__WORK REQUIRED__. Pull out every line in the rows below that contains the word "khaki", matching its case exactly, and list those lines.

(Extracted data entries)

--- Begin ---

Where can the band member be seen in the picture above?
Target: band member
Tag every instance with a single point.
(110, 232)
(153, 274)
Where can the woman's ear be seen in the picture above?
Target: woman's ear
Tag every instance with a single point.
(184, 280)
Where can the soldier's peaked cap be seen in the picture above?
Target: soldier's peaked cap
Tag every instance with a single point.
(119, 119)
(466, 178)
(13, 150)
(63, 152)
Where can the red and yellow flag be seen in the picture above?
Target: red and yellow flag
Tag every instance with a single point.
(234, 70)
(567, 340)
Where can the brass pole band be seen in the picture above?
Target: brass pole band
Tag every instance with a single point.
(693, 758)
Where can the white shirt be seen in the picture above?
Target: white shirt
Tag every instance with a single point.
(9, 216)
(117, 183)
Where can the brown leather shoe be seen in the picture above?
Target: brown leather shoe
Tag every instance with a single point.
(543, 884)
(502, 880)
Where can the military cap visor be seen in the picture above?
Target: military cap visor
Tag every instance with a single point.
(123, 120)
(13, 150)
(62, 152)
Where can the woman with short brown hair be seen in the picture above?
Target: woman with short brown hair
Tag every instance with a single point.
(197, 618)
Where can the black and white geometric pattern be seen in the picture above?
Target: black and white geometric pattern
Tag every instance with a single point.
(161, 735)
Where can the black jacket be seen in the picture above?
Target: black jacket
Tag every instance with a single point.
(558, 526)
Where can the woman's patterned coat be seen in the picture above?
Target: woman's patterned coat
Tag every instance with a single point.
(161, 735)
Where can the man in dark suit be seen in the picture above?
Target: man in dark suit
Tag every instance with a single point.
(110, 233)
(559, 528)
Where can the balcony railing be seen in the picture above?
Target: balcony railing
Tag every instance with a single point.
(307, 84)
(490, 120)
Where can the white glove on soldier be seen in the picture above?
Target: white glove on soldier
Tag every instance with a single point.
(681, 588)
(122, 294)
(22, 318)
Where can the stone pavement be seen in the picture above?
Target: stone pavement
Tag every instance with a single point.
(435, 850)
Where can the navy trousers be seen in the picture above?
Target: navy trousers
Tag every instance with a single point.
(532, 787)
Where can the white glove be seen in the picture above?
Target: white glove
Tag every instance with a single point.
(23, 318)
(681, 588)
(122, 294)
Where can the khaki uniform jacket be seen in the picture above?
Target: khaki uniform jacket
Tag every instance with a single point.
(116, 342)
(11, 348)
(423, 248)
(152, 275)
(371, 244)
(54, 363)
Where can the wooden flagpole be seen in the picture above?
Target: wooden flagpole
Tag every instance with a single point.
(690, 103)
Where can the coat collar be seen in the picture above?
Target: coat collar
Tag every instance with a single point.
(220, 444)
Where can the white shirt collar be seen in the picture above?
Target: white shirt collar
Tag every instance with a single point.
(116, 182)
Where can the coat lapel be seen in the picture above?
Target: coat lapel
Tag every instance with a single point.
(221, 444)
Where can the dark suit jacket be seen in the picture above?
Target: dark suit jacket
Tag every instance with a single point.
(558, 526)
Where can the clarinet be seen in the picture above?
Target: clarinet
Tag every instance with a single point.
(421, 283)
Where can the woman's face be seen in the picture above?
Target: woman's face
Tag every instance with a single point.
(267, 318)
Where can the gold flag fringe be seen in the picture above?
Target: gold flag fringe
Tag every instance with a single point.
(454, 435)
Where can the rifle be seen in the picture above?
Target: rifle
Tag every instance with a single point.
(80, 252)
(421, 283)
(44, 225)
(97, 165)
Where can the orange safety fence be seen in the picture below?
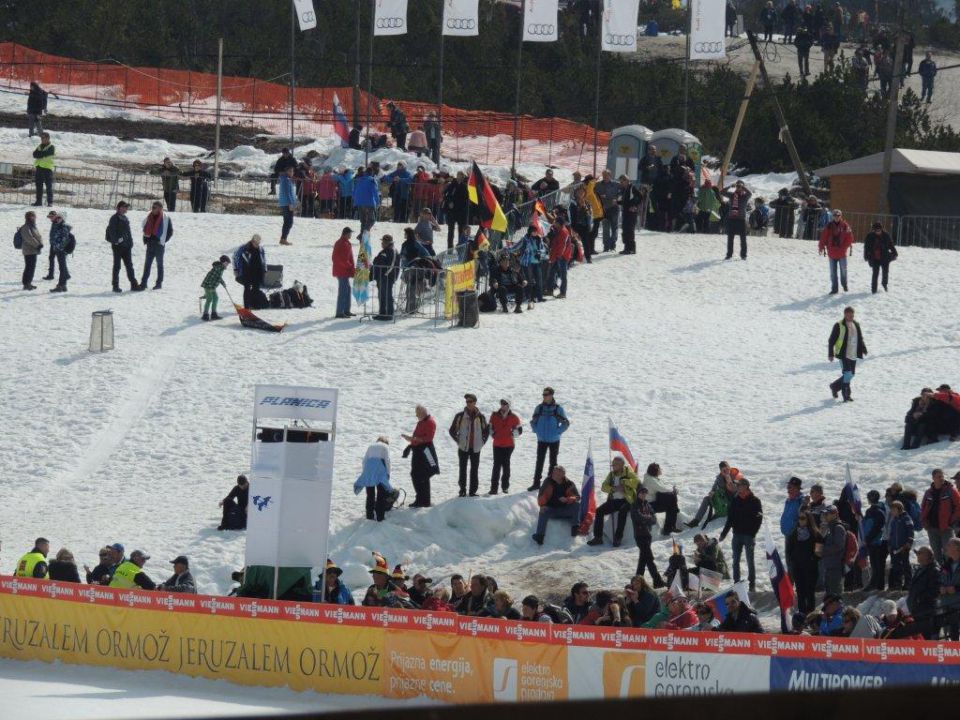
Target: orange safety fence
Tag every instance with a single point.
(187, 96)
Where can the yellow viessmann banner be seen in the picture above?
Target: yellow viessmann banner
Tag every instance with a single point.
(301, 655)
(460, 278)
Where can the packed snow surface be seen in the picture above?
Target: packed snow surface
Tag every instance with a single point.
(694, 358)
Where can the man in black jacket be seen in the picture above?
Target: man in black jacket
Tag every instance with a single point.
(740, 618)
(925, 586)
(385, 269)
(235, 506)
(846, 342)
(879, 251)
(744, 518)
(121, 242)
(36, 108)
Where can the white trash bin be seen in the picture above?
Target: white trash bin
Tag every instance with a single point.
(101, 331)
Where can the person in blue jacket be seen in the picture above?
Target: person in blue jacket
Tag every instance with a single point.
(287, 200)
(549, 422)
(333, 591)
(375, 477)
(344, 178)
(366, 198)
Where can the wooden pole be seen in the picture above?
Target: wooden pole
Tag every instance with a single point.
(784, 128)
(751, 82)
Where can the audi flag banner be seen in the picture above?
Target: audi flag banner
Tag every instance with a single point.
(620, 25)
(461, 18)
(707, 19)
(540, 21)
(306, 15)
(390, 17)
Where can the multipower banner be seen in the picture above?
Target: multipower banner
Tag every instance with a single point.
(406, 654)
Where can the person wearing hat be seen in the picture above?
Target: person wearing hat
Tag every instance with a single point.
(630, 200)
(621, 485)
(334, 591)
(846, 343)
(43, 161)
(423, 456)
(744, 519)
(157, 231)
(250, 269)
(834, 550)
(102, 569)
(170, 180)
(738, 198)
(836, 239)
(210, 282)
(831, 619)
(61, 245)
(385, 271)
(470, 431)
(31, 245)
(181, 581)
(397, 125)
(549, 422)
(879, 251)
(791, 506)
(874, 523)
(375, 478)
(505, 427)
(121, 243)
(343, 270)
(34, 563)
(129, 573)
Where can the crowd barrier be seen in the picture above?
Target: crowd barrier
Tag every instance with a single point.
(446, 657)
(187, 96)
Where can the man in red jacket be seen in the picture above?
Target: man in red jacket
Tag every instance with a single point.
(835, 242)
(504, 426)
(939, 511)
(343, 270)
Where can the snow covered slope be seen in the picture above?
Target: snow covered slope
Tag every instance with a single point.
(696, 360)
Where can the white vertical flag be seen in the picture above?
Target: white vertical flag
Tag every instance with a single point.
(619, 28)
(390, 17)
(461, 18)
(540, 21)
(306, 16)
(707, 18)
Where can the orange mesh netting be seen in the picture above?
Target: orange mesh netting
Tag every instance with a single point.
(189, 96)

--- End ---
--- Begin ---

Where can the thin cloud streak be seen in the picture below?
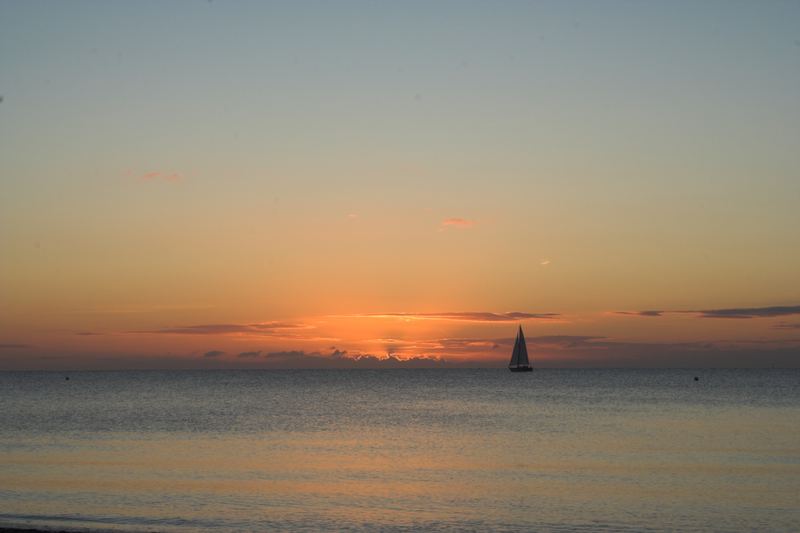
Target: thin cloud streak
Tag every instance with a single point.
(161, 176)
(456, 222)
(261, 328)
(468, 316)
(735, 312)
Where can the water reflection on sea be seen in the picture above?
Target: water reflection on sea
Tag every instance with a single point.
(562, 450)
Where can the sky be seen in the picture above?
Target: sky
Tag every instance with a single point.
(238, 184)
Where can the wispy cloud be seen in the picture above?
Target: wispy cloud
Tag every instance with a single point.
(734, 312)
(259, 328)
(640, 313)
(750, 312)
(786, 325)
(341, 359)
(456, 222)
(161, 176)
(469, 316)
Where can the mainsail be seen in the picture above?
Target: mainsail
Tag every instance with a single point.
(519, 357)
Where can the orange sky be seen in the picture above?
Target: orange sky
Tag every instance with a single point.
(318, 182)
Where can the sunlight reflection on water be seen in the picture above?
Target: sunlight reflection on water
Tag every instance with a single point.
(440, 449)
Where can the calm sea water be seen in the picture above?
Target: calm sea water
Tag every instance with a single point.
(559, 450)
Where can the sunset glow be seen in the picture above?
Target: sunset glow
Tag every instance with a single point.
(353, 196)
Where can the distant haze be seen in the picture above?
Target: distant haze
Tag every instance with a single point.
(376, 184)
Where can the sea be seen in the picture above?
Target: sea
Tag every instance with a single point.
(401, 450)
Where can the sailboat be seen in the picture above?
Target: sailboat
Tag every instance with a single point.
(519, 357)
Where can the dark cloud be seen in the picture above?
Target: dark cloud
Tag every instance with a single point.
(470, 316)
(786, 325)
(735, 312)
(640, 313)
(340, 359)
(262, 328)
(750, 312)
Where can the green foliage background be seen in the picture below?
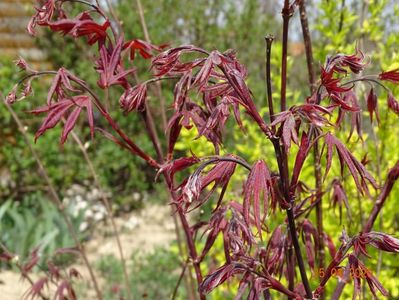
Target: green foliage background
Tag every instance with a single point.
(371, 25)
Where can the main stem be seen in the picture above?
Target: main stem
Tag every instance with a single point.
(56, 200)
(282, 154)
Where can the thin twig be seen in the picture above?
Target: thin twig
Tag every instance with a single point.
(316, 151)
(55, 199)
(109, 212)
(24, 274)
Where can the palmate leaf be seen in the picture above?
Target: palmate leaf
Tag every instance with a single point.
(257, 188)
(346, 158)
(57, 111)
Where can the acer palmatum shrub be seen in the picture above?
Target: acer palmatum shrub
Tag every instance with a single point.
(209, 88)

--- End ---

__FINISHED EXERCISE__.
Where can the khaki uniform jacket be seen in the picture above?
Target: khaki uniform jacket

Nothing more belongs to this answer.